▶ **What is being asked**: Return the full listing, character for character.

▶ **Records**:
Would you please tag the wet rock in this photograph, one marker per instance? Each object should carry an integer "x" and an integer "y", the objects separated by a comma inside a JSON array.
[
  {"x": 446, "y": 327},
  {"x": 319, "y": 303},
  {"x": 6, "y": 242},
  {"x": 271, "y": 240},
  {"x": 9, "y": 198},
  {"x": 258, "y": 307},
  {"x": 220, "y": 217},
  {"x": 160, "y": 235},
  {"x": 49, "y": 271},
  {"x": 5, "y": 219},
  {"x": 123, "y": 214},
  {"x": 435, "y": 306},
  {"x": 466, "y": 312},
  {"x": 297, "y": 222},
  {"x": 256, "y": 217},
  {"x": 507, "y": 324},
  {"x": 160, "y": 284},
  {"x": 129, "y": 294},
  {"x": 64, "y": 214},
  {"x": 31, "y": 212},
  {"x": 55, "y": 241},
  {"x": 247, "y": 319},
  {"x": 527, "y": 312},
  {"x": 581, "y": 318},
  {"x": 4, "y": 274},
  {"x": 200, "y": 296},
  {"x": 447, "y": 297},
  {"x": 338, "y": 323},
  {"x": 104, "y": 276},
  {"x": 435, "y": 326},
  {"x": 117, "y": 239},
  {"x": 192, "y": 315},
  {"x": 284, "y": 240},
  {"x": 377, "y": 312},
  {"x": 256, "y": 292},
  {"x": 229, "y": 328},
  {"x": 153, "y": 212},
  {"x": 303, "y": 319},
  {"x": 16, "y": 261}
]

▶ **Task solution**:
Would you please tag the wet rock in this photograph, one marker per instance? Each object should carry an integer "x" and an integer "y", the objects separated by a comma inside a JSON array.
[
  {"x": 446, "y": 327},
  {"x": 319, "y": 303},
  {"x": 6, "y": 242},
  {"x": 271, "y": 240},
  {"x": 9, "y": 198},
  {"x": 258, "y": 307},
  {"x": 220, "y": 217},
  {"x": 160, "y": 235},
  {"x": 49, "y": 271},
  {"x": 5, "y": 219},
  {"x": 123, "y": 214},
  {"x": 435, "y": 306},
  {"x": 466, "y": 312},
  {"x": 297, "y": 222},
  {"x": 256, "y": 217},
  {"x": 507, "y": 324},
  {"x": 160, "y": 284},
  {"x": 129, "y": 294},
  {"x": 64, "y": 214},
  {"x": 31, "y": 212},
  {"x": 55, "y": 241},
  {"x": 247, "y": 319},
  {"x": 527, "y": 312},
  {"x": 581, "y": 318},
  {"x": 4, "y": 274},
  {"x": 200, "y": 296},
  {"x": 447, "y": 297},
  {"x": 338, "y": 323},
  {"x": 104, "y": 276},
  {"x": 435, "y": 326},
  {"x": 117, "y": 239},
  {"x": 192, "y": 315},
  {"x": 284, "y": 240},
  {"x": 377, "y": 312},
  {"x": 256, "y": 292},
  {"x": 229, "y": 328},
  {"x": 153, "y": 212},
  {"x": 303, "y": 319},
  {"x": 16, "y": 261}
]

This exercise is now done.